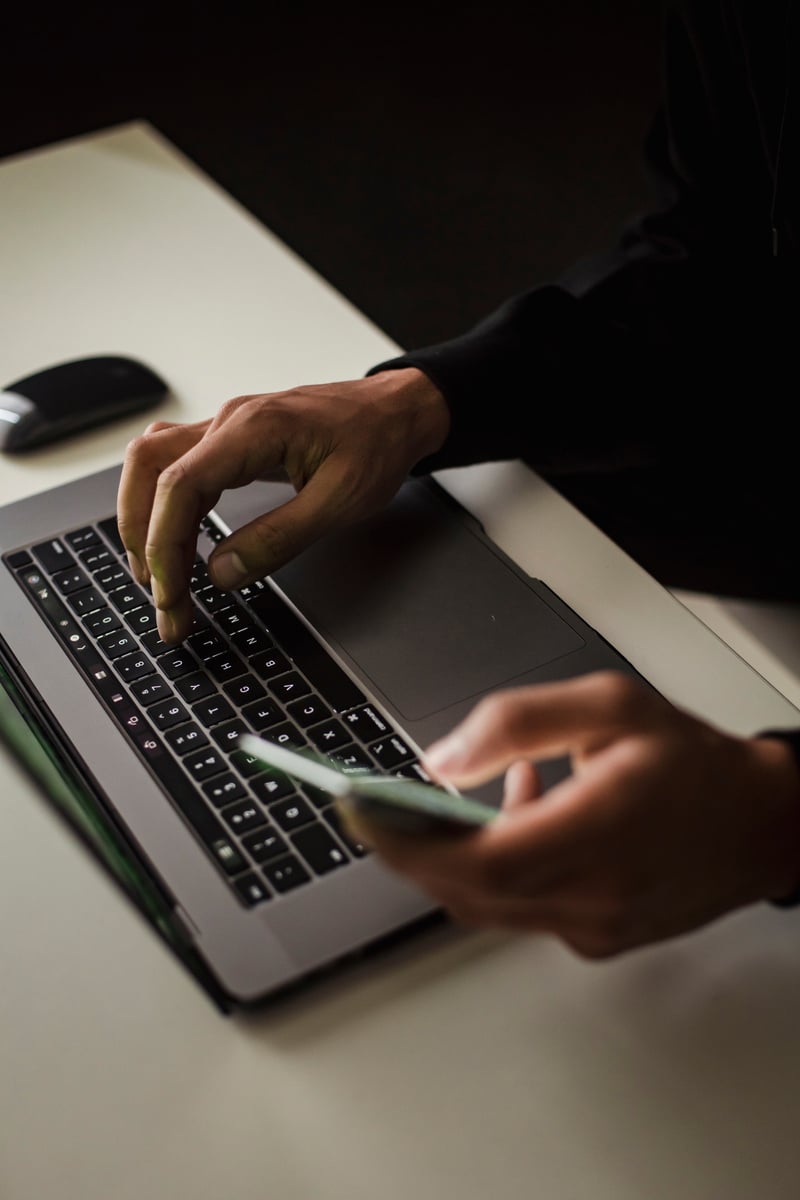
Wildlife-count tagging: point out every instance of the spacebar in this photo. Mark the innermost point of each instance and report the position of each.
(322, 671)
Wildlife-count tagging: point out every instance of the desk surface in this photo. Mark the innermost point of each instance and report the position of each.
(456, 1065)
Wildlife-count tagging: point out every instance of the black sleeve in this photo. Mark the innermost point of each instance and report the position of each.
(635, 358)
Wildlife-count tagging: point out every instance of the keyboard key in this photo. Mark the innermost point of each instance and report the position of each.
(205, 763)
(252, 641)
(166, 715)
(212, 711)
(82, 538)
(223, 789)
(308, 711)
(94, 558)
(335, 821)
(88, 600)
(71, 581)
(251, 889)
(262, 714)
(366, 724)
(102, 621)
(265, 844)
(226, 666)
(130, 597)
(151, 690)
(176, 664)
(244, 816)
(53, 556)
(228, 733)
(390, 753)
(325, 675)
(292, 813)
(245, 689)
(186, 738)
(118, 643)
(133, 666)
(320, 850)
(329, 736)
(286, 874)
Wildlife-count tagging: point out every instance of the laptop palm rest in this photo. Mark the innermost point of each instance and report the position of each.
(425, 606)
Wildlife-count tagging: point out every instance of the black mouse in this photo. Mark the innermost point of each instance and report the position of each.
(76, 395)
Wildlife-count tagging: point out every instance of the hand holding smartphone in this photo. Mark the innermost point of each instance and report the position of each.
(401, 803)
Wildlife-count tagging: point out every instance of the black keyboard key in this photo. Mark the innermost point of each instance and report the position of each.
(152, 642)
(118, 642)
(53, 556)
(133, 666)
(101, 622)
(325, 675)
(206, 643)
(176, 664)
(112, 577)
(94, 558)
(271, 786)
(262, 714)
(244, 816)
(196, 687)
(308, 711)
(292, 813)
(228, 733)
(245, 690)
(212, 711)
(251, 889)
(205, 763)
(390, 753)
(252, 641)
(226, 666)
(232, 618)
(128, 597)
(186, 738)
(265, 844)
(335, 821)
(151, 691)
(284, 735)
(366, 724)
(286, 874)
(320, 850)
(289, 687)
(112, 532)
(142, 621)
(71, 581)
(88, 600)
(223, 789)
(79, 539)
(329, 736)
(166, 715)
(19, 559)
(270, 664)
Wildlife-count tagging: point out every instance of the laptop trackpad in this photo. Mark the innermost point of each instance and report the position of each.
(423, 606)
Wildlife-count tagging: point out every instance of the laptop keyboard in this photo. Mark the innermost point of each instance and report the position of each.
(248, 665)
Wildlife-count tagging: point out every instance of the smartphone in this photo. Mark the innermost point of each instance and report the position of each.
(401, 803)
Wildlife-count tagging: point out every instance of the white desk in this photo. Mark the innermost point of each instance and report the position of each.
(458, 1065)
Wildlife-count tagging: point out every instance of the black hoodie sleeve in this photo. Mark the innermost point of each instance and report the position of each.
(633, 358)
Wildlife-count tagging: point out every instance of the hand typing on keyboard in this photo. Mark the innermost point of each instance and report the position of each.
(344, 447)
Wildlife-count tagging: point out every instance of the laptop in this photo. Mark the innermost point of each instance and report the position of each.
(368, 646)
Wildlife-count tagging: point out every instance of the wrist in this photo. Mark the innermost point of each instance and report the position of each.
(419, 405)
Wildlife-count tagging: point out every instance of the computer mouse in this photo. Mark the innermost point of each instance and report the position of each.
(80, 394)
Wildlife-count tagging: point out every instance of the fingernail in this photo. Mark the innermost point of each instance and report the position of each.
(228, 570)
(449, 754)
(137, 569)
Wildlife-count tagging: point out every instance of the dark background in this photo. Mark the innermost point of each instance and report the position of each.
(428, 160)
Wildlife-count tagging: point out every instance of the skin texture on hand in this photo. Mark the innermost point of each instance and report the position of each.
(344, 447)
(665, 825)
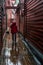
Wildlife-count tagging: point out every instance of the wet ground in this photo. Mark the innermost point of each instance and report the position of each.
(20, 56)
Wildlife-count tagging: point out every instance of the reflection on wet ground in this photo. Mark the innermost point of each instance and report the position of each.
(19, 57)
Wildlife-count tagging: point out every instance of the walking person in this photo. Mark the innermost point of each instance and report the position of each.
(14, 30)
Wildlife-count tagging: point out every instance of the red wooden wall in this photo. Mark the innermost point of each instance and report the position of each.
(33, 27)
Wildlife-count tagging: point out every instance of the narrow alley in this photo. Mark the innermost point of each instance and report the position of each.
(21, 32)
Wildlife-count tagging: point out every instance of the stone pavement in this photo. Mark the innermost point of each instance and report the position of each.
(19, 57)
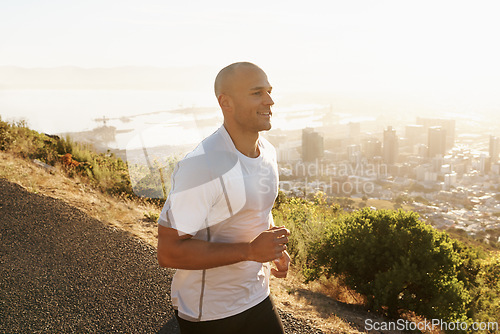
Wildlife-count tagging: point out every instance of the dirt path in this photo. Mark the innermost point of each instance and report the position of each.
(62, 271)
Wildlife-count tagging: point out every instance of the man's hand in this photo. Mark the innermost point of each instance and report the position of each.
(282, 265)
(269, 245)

--

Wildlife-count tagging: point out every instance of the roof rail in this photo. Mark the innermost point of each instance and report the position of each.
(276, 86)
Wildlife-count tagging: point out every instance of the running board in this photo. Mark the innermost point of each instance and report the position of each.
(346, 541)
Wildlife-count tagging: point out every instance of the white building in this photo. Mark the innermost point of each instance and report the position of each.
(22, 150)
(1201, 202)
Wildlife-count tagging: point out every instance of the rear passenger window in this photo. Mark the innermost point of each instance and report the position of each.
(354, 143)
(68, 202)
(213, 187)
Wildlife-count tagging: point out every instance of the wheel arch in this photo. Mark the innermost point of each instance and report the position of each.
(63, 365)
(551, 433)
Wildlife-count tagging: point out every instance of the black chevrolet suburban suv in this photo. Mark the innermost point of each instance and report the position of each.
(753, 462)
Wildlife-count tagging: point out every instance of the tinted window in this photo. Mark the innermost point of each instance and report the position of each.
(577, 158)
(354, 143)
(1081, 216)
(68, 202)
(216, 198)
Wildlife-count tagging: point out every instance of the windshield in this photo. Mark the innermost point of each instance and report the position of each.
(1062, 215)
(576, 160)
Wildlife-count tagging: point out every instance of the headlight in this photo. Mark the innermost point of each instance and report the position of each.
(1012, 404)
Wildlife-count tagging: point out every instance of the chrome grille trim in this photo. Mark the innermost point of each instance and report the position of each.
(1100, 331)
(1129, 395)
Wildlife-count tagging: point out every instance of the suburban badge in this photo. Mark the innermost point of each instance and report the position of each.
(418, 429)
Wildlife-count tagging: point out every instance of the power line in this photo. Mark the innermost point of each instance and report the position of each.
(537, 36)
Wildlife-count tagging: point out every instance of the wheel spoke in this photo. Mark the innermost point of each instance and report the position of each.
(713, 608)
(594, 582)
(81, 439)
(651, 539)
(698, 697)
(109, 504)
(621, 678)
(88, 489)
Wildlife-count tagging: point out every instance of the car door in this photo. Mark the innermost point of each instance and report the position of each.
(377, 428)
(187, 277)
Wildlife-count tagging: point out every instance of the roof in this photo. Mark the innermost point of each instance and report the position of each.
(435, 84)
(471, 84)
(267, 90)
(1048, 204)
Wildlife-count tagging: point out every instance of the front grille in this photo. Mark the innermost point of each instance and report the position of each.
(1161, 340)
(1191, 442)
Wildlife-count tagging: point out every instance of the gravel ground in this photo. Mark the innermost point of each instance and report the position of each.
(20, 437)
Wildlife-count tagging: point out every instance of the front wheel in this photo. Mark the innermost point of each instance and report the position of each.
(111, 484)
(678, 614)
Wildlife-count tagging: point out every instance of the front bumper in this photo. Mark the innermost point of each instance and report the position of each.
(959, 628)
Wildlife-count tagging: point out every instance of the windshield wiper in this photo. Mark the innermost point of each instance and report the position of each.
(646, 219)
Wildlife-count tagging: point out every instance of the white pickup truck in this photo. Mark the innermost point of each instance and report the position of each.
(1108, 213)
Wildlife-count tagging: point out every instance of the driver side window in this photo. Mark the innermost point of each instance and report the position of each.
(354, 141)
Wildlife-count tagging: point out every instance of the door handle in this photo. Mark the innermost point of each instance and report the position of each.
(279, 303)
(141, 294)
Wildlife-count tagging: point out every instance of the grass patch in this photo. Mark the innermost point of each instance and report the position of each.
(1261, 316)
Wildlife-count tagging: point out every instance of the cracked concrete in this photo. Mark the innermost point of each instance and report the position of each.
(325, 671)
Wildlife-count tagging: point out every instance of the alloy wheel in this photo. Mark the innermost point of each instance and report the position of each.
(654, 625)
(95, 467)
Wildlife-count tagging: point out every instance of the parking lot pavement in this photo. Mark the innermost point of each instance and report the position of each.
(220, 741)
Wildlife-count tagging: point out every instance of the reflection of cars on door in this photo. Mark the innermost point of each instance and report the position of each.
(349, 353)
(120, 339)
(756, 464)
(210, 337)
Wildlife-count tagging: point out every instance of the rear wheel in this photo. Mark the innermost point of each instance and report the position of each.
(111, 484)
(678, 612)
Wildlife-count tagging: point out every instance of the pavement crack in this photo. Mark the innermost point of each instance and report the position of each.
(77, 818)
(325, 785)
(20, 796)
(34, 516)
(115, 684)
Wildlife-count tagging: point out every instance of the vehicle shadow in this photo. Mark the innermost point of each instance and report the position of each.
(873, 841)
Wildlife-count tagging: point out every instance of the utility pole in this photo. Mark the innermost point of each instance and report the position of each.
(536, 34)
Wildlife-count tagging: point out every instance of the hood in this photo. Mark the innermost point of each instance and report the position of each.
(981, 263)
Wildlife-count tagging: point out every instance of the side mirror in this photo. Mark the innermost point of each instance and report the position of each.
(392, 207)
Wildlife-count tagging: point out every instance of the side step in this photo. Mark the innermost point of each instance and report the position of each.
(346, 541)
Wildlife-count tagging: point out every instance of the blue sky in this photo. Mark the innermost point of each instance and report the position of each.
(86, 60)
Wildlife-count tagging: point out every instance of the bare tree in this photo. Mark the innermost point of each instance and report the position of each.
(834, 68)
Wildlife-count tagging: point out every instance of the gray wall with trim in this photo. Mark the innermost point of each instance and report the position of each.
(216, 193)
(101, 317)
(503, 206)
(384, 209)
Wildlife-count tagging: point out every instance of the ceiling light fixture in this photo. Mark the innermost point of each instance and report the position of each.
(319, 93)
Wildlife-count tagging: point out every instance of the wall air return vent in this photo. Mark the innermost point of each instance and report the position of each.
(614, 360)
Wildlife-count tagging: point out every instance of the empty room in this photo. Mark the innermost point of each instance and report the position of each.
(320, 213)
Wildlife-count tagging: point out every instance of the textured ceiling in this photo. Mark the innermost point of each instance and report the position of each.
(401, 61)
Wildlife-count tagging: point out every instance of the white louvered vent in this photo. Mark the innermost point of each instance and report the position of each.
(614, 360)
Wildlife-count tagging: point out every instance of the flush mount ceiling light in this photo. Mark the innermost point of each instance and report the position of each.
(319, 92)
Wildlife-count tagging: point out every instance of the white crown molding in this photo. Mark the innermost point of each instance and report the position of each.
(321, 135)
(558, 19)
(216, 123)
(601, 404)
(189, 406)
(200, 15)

Short task:
Pull out each line from the rows above that contains the word "windshield", treating uppercase and lowercase as different.

Task response:
Wildlife-count tagging: point out every instance of the windshield in this photo. Mark the innermost point of each instance and report the position of each.
Wildlife-count tagging: point out every instance of the windshield wiper in this photo. Mark the innermost point of each instance and report the position of each.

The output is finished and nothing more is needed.